Data records
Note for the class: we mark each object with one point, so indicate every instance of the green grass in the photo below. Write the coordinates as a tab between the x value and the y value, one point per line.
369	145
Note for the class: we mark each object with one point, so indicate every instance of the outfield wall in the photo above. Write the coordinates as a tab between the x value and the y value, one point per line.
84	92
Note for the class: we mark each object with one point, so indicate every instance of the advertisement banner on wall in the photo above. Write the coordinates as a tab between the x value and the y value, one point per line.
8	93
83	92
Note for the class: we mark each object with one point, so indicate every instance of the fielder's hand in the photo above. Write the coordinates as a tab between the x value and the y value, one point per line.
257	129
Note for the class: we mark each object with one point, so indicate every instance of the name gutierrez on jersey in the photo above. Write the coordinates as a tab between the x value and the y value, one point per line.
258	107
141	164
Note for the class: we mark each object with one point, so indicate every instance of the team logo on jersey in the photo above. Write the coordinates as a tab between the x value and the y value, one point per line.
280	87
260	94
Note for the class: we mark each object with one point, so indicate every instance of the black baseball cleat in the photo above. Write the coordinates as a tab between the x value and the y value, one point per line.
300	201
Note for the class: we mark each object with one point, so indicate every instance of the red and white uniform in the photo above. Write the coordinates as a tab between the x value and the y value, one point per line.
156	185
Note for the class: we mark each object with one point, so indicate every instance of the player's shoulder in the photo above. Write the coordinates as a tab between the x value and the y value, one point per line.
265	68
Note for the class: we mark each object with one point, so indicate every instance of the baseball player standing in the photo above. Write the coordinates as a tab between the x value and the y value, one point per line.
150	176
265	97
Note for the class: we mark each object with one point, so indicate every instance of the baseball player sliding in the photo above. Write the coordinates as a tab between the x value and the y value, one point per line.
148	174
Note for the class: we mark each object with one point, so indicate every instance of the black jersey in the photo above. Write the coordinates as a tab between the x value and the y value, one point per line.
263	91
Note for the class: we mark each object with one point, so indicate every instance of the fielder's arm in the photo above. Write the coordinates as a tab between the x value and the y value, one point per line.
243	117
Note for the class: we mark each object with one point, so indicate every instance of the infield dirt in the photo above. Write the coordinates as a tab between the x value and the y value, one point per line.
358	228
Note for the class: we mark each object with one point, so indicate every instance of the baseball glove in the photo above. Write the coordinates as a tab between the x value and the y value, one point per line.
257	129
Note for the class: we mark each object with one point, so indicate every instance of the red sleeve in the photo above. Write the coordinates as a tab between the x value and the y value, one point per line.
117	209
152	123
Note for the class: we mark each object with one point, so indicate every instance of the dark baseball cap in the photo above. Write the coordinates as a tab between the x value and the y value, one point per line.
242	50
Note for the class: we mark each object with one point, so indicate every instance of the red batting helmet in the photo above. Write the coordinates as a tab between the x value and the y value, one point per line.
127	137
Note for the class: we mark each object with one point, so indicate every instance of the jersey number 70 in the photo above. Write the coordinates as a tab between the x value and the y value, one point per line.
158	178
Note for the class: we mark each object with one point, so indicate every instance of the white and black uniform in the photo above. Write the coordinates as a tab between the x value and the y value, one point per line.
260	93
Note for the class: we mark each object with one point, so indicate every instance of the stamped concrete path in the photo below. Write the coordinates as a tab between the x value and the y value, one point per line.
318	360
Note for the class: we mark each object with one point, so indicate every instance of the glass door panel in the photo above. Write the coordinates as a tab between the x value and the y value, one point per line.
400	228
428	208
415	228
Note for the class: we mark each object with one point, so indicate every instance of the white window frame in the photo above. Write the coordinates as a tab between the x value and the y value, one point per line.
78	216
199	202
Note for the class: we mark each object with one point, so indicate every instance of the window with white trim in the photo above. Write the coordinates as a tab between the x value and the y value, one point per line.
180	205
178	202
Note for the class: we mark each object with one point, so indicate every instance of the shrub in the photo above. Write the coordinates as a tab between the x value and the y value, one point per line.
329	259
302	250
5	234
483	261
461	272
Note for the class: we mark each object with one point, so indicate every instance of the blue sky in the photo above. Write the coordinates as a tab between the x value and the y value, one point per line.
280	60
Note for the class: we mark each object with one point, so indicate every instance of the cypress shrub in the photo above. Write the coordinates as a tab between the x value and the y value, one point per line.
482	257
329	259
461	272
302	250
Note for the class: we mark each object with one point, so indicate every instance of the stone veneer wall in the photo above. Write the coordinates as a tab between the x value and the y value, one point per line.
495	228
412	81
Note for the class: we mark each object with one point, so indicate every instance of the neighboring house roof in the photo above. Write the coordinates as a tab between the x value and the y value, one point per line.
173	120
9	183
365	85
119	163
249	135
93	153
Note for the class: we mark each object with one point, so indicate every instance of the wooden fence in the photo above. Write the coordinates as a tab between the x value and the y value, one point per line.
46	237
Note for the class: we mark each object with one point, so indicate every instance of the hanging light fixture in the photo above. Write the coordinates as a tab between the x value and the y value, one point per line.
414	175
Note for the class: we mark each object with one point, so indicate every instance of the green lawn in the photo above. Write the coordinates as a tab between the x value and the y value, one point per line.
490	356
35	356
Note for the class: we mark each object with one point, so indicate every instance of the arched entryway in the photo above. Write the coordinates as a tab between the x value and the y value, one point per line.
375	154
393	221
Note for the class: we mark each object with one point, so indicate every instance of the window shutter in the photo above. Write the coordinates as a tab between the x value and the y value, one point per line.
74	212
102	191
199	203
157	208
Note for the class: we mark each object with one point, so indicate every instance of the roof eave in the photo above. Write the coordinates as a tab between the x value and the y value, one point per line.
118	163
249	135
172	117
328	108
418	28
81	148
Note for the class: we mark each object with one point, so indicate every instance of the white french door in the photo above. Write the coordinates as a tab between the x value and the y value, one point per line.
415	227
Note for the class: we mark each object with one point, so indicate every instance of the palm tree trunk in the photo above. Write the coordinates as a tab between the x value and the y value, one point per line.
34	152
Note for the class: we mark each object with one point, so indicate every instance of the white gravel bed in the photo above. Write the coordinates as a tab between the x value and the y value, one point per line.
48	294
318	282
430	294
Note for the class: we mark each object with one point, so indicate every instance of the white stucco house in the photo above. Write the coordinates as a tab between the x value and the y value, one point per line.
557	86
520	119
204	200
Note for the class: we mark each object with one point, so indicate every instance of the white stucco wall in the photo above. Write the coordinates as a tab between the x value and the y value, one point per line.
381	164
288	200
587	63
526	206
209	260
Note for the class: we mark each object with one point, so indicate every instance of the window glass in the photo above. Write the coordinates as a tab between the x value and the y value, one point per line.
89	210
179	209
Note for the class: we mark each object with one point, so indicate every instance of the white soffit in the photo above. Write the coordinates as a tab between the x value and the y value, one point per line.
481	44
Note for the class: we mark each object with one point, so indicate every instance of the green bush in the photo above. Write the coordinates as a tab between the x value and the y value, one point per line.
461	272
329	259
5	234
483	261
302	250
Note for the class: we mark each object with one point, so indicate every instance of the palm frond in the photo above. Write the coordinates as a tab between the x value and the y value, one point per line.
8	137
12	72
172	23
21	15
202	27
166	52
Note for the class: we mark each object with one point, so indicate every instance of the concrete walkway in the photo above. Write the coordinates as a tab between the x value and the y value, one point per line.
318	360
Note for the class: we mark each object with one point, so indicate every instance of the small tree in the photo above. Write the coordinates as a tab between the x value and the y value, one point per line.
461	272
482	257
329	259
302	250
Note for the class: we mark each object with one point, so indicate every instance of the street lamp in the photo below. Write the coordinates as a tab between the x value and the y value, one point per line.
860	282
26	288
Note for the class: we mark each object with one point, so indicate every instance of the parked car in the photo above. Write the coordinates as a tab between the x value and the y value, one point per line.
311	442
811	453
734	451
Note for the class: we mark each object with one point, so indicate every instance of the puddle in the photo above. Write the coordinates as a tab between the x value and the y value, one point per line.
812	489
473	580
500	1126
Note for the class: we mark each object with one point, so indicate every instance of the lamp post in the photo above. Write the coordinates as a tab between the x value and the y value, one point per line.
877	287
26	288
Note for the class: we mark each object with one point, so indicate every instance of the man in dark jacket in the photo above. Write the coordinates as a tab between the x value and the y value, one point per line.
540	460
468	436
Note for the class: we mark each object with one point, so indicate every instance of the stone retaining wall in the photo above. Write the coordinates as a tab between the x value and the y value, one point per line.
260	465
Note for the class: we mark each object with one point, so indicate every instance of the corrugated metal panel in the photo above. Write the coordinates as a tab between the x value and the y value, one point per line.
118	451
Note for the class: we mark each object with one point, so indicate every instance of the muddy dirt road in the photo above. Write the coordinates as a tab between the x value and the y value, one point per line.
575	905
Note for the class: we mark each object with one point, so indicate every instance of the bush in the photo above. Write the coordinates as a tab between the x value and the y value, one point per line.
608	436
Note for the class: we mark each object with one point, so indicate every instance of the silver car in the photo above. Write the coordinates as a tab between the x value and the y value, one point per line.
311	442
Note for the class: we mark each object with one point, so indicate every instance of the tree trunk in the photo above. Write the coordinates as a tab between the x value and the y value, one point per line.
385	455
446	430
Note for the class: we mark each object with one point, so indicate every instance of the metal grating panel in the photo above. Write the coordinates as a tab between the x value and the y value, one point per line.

— REQUIRED WORK —
Rewrite every line, requests included, starting at the line containing "of the muddy" and ending at the last line of the items. Shift each coordinate in the answers by adding -126 to it.

— TASK RESPONSE —
Note for the class: we mark each object with one point, so indicate every instance of the muddy dirt road in the photo above. Write the coordinates as a tab between the x value and the y value, one point per line.
449	779
Note for the class: we mark each object with one point, so indicate every instance of the bush in the photo above. Write the coordinates as a tab between the x value and the y value, one point per line.
482	310
Note for the class: we mark each object with one point, so indicate every instance of the silver car in the photo above. Write the coordinates as a tab between the x value and the y value, one point per line.
185	316
Note for the class: we mark each object with one point, so indicate every instance of the tree trunk in the photo above. Write the coordinates as a tab between the x value and the y value, one point per line.
259	329
320	304
Note for the class: we mark each object with one point, so indicate every instance of the metal grating panel in the photo above. Write the coordinates as a tab between the x value and the y value, one point per line.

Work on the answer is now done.